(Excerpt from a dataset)
** start **

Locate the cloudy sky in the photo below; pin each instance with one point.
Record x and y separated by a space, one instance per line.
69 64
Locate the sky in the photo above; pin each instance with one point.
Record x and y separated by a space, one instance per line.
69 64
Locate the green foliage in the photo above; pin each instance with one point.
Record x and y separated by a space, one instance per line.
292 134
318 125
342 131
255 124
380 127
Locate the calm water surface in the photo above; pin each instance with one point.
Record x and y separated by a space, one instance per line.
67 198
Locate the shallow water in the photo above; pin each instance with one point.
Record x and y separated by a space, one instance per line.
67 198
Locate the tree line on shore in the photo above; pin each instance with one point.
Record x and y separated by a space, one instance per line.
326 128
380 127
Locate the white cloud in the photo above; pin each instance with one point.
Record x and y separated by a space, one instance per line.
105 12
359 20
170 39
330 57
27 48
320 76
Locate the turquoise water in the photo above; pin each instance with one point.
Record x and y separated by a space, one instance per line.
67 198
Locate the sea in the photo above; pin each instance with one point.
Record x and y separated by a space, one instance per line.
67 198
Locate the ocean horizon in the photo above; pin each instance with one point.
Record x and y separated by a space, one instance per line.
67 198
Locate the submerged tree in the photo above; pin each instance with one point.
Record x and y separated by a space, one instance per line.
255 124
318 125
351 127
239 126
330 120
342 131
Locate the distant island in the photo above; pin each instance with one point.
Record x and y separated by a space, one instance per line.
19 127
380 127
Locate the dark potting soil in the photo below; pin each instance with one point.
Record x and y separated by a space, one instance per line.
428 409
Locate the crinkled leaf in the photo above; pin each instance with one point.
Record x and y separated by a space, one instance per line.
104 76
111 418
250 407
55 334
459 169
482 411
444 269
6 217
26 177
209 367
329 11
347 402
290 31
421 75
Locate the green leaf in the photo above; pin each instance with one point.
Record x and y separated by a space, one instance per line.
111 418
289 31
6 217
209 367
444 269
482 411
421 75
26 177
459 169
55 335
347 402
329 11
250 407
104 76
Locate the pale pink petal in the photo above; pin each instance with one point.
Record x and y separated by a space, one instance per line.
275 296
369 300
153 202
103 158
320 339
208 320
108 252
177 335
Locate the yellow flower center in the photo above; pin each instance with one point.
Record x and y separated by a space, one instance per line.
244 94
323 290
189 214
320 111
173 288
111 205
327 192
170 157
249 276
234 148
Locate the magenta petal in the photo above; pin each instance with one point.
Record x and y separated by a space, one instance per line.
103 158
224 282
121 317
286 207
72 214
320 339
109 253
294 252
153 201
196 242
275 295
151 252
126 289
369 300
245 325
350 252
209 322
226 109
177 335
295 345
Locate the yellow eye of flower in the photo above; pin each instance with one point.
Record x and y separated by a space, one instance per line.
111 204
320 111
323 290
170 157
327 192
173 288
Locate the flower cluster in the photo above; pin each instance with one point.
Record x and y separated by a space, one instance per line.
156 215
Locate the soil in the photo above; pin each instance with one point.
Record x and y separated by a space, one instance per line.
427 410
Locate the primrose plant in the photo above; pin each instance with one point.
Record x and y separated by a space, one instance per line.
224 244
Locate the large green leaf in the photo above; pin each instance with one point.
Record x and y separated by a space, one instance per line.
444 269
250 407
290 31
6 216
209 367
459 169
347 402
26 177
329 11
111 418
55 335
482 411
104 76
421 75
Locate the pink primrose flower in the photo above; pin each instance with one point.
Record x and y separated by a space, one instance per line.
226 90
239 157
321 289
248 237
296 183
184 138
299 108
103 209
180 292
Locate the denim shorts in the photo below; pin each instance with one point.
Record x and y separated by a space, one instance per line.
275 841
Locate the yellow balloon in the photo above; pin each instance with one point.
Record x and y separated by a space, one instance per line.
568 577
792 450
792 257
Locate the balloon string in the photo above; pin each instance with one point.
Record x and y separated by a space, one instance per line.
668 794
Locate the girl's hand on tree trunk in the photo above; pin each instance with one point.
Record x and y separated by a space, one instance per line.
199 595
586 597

** end **

- Given request -
Rewrite the stretch from the line containing "Locate the large" through the end of the records, putting "Find" wherever "Locate" appears and leaving everything else as it is.

- Result of the exercise -
Find the large green leaf in the photo above; pin each instance with one point.
Record x and y separated by a space, one instance per line.
444 269
250 407
290 31
6 216
209 367
459 169
347 402
26 177
329 11
111 418
55 335
482 411
104 76
421 75
Find the pink primrose flower in the photo above; pin each instance with one point.
Record x and y separated by a space, one instance per line.
226 90
239 157
321 289
248 237
296 183
184 138
299 108
103 209
180 292
Find the denim shorts in the photo below; pin each instance with one point.
Record x and y separated by a space, one instance per line.
275 841
Find the yellow balloon in the photo above; pin each instance with one point.
Record x and y separated by a space, one instance per line.
568 577
792 450
792 257
Find the balloon string in the photo above; pin each instance with one point.
Record x and y separated by a space, one instance per line.
668 794
Find the girl's hand on tree trunk in the photo above; pin each instance with one point.
Record x and y separated by a space, one instance per line.
199 595
586 597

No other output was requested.